### Records from a collection
+ + + +

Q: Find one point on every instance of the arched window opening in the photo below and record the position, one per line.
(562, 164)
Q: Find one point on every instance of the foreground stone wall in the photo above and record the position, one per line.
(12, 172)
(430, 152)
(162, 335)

+ + + +

### Prompt
Could you repeat every record word for word?

### Exercise response
Q: Find one point on every instance of the arched window opening in the photo below and record the position, one per line.
(562, 164)
Q: Find one point on every instance of the foreground stone wall in the photo above and record the position, one per line.
(12, 172)
(430, 152)
(162, 335)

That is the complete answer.